───── Brano proposto ─────

Nella seconda Lettera il Manzoni tenta di delineare la posizione assunta dai Romantici nei confronti dell’arte, ma in effetti illustra la sua poetica. Egli afferma che gli studi dei Romantici sulla poesia hanno avuto due direzioni: una “negativa” per contestare la poetica neoclassica e cancellare per sempre l’uso della mitologia, dell’imitazione e delle regole prestabilite; l’altra “positiva” per affermare soprattutto che la poesia deve esprimere il “vero” e deve essere popolare. Per quanto riguarda la mitologia egli afferma di condividere la tesi dei Romantici contraria alla pretesa dei classicisti di voler riproporre le “allegorie” che sarebbero insite nei miti classici (tesi questa cara al Foscolo: si confronti il paragrafo su “Le Grazie”), ma aggiunge di suo che la mitologia gli sembra vera e propria “idolatria”.
 

 

«Un’altro argomento de' Classicisti era che nella mitologia si trova involto un complesso di sapientissime allegorie. I Romantici rispondevano che, se sotto quelle fandonie, c'era veramente un senso importante e ragionevole, bisognava esprimer questo immediatamente; che, se altri, in tempi lontani, avevano creduto bene di dire una cosa per farne intendere un’altra, avranno forse avuto delle ragioni che non si vedono nel caso nostro, come non si vede perché questo scambio d'idee immaginato una volta deva divenire e rimanere una dottrina, una convenzione perpetua...»

─────

Problema | Per favore, cita per intero il brano proposto qui sopra, parola per parola.

───── Materiale fornito ─────

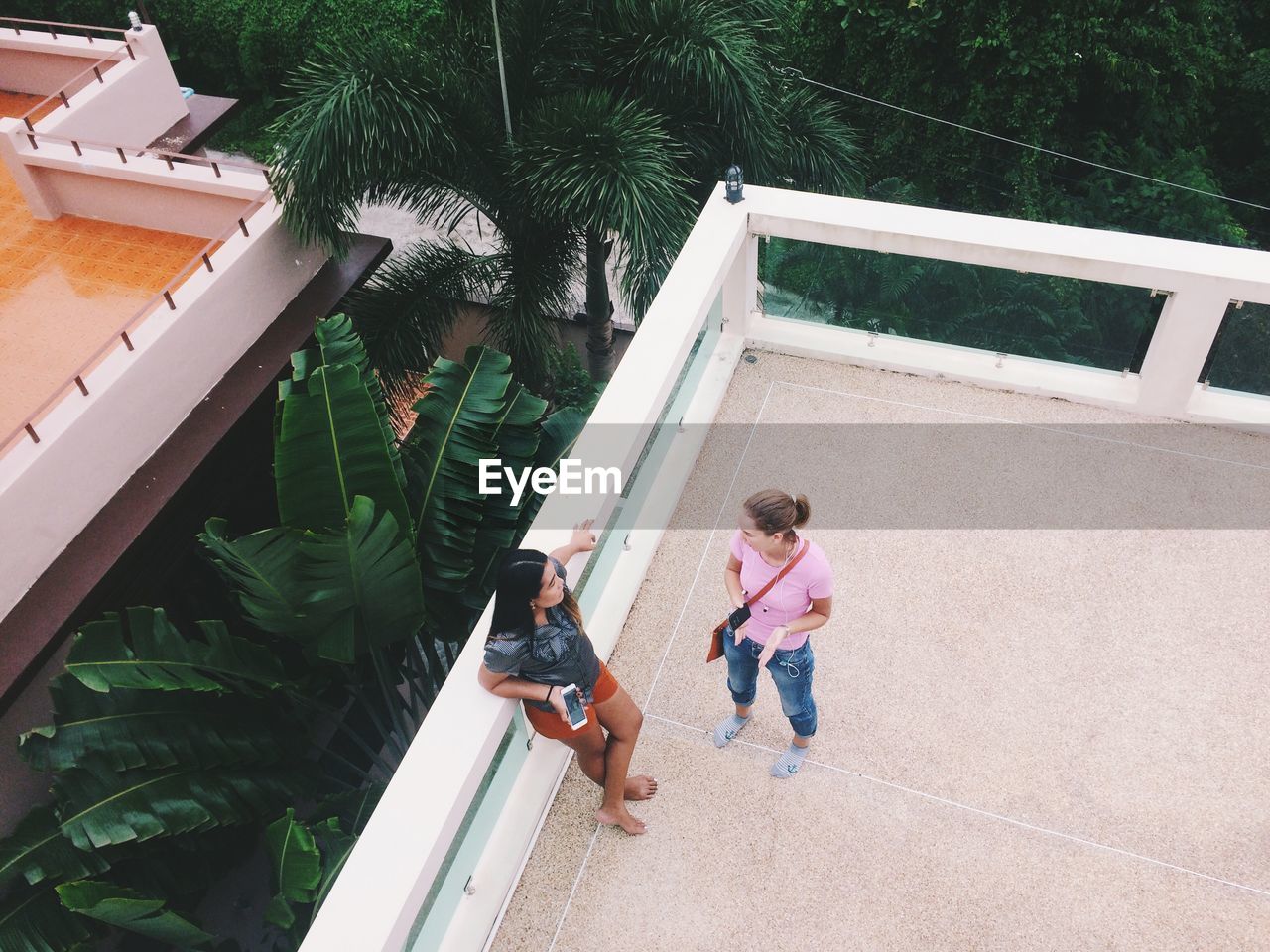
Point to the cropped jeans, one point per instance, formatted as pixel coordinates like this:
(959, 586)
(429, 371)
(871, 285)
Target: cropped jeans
(792, 671)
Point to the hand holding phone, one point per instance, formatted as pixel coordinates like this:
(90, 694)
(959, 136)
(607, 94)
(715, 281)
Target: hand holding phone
(575, 711)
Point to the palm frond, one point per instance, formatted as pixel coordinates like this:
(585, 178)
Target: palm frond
(370, 112)
(811, 148)
(603, 164)
(702, 64)
(411, 304)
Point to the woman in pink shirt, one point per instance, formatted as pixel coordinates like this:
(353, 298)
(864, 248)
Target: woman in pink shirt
(776, 634)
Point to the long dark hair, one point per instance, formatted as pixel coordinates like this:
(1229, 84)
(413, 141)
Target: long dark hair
(520, 579)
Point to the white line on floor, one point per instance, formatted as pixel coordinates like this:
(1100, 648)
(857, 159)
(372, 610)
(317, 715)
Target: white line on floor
(980, 812)
(670, 644)
(1029, 425)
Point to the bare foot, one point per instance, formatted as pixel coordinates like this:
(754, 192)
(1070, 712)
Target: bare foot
(640, 787)
(621, 817)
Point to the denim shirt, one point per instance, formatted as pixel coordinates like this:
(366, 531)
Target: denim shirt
(557, 654)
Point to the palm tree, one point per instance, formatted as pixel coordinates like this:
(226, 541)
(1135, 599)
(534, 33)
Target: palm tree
(622, 116)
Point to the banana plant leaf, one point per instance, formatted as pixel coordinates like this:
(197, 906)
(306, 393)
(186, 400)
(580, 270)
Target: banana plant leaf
(33, 920)
(298, 867)
(335, 848)
(131, 729)
(516, 436)
(100, 807)
(339, 343)
(162, 658)
(558, 434)
(457, 416)
(365, 581)
(37, 851)
(263, 570)
(132, 911)
(330, 447)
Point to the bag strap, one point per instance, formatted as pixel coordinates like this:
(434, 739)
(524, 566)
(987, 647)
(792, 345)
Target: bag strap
(781, 574)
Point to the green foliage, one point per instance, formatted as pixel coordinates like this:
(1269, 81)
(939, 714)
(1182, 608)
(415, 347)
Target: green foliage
(160, 657)
(1142, 86)
(571, 384)
(298, 867)
(132, 911)
(330, 448)
(164, 744)
(622, 117)
(32, 920)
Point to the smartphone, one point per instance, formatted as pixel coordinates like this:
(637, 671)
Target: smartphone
(572, 706)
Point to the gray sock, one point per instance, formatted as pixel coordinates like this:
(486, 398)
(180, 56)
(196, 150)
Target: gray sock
(789, 763)
(729, 729)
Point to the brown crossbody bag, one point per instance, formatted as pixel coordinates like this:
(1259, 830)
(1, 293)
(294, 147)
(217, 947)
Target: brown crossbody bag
(742, 615)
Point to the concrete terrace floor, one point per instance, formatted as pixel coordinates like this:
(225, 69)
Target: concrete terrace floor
(1030, 739)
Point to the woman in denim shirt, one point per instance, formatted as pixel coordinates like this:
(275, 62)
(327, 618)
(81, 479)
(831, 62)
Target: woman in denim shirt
(776, 634)
(538, 645)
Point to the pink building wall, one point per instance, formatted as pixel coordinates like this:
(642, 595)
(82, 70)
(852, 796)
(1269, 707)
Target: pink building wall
(143, 203)
(139, 100)
(40, 67)
(90, 444)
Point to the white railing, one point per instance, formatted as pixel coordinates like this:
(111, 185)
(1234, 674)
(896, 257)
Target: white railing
(381, 890)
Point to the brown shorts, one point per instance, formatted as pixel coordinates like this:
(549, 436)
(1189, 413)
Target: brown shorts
(549, 724)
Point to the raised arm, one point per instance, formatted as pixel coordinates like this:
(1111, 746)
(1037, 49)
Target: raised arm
(583, 540)
(731, 581)
(521, 689)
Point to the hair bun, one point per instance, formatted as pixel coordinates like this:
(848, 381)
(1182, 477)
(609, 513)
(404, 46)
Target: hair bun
(802, 511)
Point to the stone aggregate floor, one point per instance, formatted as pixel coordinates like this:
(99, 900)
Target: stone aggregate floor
(1037, 737)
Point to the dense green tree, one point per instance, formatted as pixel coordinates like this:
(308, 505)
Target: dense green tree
(1162, 87)
(622, 114)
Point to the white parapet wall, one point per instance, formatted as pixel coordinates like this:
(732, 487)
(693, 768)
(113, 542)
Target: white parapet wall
(403, 851)
(1199, 280)
(389, 874)
(136, 99)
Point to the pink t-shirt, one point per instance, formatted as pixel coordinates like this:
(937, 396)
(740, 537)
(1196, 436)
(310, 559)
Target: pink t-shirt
(789, 598)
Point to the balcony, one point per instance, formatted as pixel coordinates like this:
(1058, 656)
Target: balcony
(1042, 689)
(132, 278)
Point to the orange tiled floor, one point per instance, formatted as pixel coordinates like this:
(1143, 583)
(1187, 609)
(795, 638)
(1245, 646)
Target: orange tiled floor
(17, 104)
(64, 287)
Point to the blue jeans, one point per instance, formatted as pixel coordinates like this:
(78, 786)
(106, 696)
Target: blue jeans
(792, 671)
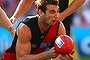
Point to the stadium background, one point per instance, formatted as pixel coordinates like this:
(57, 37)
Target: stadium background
(81, 35)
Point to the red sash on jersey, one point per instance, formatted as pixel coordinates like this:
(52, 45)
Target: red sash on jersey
(49, 38)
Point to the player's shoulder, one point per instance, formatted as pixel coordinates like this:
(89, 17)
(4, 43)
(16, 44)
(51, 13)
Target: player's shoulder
(29, 18)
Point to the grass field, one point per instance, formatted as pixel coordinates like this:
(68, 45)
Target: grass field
(82, 58)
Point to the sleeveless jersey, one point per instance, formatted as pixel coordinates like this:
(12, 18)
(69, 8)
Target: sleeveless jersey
(39, 42)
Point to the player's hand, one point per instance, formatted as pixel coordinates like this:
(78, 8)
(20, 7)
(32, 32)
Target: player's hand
(13, 20)
(61, 16)
(66, 57)
(52, 53)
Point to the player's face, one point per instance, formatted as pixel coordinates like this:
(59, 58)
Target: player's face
(51, 14)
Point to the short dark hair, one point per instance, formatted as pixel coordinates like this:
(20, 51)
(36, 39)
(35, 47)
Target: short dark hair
(43, 3)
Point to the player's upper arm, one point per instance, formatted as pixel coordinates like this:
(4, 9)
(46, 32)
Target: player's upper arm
(61, 30)
(23, 45)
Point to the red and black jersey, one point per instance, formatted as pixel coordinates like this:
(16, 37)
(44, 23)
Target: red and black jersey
(39, 42)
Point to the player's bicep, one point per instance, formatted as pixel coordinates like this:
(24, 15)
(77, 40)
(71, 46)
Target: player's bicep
(61, 30)
(23, 45)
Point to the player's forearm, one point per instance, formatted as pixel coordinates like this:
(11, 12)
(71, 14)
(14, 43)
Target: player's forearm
(40, 56)
(4, 22)
(22, 8)
(73, 7)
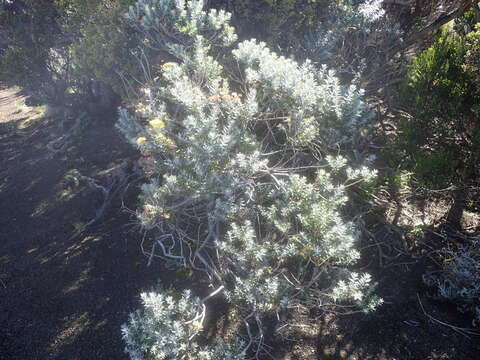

─────

Soluzione |
Nella seconda Lettera il Manzoni tenta di delineare la posizione assunta dai Romantici nei confronti dell’arte, ma in effetti illustra la sua poetica. Egli afferma che gli studi dei Romantici sulla poesia hanno avuto due direzioni: una “negativa” per contestare la poetica neoclassica e cancellare per sempre l’uso della mitologia, dell’imitazione e delle regole prestabilite; l’altra “positiva” per affermare soprattutto che la poesia deve esprimere il “vero” e deve essere popolare. Per quanto riguarda la mitologia egli afferma di condividere la tesi dei Romantici contraria alla pretesa dei classicisti di voler riproporre le “allegorie” che sarebbero insite nei miti classici (tesi questa cara al Foscolo: si confronti il paragrafo su “Le Grazie”), ma aggiunge di suo che la mitologia gli sembra vera e propria “idolatria”.
 

 

«Un’altro argomento de' Classicisti era che nella mitologia si trova involto un complesso di sapientissime allegorie. I Romantici rispondevano che, se sotto quelle fandonie, c'era veramente un senso importante e ragionevole, bisognava esprimer questo immediatamente; che, se altri, in tempi lontani, avevano creduto bene di dire una cosa per farne intendere un’altra, avranno forse avuto delle ragioni che non si vedono nel caso nostro, come non si vede perché questo scambio d'idee immaginato una volta deva divenire e rimanere una dottrina, una convenzione perpetua...»